[Dataset excerpt]
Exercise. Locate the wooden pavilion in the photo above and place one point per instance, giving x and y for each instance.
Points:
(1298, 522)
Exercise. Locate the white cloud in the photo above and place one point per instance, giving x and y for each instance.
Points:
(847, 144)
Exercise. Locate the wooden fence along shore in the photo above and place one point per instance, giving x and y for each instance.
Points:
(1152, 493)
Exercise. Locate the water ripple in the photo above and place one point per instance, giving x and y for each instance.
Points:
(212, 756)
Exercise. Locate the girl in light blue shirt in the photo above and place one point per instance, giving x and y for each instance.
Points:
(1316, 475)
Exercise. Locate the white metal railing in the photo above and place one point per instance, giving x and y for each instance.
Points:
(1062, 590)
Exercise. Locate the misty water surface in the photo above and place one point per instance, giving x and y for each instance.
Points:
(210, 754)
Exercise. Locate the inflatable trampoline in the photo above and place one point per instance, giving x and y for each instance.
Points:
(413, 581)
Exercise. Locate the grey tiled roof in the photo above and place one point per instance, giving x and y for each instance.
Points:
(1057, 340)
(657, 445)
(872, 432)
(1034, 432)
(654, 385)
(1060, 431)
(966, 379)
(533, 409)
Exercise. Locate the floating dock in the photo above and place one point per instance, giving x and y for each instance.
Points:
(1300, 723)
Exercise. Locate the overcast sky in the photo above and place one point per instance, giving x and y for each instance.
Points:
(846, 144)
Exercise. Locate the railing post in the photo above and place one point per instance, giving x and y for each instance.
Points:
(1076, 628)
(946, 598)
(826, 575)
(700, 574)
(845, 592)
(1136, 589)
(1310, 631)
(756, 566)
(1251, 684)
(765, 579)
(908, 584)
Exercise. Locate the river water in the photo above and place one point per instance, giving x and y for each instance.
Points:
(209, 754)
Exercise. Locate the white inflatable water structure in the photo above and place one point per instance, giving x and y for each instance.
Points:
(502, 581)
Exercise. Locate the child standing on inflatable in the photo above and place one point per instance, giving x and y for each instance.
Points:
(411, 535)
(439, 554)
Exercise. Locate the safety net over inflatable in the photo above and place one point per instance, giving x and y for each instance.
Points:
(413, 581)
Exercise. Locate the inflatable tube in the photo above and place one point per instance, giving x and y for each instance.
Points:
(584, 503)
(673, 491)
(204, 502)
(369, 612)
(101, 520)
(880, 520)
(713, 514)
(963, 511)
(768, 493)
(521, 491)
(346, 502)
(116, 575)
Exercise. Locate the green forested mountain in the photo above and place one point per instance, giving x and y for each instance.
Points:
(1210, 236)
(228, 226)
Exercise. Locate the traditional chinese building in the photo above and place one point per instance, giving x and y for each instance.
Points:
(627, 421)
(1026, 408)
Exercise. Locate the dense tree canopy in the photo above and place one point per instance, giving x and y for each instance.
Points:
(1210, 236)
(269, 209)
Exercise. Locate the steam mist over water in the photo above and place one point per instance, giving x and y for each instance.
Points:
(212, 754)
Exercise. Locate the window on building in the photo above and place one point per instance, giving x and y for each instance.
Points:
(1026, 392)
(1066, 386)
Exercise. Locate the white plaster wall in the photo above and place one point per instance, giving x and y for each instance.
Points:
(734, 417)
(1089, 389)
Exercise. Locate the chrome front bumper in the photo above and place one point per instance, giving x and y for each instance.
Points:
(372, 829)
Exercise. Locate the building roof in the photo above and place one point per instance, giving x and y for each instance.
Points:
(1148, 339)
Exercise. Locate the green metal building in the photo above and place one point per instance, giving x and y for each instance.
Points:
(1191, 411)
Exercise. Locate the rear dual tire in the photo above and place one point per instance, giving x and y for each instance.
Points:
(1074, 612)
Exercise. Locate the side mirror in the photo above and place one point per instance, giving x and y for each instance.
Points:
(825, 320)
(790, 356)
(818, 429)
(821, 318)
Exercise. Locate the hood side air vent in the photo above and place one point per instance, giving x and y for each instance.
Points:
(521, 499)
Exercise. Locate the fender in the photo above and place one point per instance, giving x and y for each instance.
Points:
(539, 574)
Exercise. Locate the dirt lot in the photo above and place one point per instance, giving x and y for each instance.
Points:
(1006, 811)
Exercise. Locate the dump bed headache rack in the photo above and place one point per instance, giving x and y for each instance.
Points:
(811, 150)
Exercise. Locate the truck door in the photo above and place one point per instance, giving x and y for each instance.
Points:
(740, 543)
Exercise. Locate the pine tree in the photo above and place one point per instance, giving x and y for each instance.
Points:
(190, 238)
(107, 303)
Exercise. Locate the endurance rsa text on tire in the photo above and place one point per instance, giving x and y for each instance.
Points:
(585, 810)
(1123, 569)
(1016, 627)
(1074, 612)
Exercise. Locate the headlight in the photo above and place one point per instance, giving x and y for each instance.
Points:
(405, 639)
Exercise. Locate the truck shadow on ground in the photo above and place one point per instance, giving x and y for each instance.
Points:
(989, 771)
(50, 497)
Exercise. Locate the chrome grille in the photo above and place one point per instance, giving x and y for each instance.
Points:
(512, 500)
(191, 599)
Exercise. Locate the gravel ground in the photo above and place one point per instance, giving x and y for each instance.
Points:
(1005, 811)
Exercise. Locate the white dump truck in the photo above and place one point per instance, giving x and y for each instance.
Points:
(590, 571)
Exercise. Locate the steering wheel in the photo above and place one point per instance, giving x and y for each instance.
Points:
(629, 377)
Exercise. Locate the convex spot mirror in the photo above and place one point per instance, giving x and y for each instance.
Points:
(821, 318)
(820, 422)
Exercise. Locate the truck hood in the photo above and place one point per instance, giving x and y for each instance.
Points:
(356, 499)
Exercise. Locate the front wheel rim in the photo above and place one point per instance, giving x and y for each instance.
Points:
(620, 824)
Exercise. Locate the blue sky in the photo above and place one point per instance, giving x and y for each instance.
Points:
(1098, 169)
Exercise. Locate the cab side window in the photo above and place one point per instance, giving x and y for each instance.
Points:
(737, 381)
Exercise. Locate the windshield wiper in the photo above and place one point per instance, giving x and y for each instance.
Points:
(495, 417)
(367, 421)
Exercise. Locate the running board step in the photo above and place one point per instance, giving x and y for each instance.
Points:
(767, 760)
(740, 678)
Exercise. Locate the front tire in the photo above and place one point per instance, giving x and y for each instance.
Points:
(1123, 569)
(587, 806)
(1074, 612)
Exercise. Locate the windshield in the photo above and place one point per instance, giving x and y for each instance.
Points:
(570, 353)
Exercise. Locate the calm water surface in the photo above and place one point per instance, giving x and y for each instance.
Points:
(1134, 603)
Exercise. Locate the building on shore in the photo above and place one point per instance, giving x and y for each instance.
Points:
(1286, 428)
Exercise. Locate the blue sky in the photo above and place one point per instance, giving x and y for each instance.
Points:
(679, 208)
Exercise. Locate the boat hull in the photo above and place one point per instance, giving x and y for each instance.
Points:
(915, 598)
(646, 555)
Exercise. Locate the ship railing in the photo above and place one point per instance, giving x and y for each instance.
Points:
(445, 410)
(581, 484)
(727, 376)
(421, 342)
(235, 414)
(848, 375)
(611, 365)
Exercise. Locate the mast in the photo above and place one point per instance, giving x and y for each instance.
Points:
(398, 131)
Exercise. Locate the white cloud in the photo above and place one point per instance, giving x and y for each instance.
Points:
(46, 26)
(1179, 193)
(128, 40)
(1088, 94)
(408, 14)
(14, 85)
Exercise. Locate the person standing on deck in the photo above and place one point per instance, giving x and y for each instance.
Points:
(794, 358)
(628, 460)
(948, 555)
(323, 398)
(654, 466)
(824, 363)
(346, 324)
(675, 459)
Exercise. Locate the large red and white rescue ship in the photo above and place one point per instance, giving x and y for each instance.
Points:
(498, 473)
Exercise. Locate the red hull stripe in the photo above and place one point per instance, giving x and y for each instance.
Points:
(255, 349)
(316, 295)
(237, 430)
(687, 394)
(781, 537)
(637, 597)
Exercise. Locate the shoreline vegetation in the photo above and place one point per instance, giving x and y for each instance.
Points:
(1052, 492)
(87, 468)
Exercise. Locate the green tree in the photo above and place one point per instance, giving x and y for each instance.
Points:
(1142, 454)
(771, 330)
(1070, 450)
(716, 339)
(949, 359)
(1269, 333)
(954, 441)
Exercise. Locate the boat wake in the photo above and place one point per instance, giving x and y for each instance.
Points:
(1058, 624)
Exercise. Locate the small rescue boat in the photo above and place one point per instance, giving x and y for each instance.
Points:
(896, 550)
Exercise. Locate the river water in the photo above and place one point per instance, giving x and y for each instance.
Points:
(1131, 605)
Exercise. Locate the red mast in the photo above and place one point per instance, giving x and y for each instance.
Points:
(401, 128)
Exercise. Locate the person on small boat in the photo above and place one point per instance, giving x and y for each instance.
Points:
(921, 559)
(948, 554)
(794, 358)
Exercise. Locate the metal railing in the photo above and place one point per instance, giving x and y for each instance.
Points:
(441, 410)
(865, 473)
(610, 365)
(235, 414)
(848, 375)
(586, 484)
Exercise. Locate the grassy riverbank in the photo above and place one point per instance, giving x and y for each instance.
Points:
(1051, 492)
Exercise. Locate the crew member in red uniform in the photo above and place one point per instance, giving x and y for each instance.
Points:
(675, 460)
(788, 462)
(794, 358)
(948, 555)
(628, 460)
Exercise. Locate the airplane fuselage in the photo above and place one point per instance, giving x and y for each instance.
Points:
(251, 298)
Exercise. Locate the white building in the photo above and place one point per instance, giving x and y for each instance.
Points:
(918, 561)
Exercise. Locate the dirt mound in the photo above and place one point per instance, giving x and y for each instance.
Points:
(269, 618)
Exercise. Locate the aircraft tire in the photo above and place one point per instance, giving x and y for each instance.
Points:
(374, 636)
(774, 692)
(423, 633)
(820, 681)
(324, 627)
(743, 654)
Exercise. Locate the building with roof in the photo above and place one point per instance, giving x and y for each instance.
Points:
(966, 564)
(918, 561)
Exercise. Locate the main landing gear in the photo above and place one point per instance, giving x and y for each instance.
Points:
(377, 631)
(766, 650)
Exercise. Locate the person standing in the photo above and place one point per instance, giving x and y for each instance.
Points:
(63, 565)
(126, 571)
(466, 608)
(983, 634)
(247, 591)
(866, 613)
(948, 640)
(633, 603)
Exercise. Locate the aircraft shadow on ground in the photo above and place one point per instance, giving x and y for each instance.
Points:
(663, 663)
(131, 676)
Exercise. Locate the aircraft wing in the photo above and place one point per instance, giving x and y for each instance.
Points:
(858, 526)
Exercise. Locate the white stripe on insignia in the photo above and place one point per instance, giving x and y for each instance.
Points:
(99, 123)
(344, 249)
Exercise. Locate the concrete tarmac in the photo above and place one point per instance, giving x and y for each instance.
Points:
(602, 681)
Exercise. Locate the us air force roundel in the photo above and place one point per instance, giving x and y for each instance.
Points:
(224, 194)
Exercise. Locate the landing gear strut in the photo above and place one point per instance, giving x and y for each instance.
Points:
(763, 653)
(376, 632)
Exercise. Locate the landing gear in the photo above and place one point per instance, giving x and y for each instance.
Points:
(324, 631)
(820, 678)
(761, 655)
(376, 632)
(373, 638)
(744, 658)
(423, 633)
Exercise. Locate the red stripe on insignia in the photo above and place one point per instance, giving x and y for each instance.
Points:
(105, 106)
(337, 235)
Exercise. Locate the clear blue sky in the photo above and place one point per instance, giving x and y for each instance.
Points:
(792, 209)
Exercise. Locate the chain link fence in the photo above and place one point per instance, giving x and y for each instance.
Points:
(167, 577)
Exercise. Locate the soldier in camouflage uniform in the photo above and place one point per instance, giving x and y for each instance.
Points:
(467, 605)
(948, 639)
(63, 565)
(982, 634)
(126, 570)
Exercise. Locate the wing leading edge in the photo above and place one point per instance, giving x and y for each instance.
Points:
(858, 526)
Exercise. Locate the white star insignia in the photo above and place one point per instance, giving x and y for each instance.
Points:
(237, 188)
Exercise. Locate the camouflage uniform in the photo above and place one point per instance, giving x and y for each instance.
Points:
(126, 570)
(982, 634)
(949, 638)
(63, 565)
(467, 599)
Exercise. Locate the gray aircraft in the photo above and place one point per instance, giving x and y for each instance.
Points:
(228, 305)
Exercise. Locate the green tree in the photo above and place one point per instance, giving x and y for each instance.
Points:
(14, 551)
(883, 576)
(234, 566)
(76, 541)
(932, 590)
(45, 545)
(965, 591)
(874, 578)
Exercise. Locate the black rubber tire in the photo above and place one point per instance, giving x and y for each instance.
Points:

→ **Set problem**
Reproduce the listing, requests included, starting at its first line and ending at the line containing "(1152, 493)", with both ends included. Multiply every coordinate in the answers by 1.45 and round each result to a whole number, with halves rounded up.

→ **Solution for this task**
Exercise. Locate the wooden pavilion in the photo above and place one point per instance, giving x and y for each instance.
Points:
(1882, 757)
Exercise. Locate the white cloud in the photo above and place one point per instance, giving x and y for each instance.
Points:
(1228, 209)
Exercise. Locate the wooden fence along shore in the photo above and place one point per instance, giving x and y for each instance.
Points:
(1670, 715)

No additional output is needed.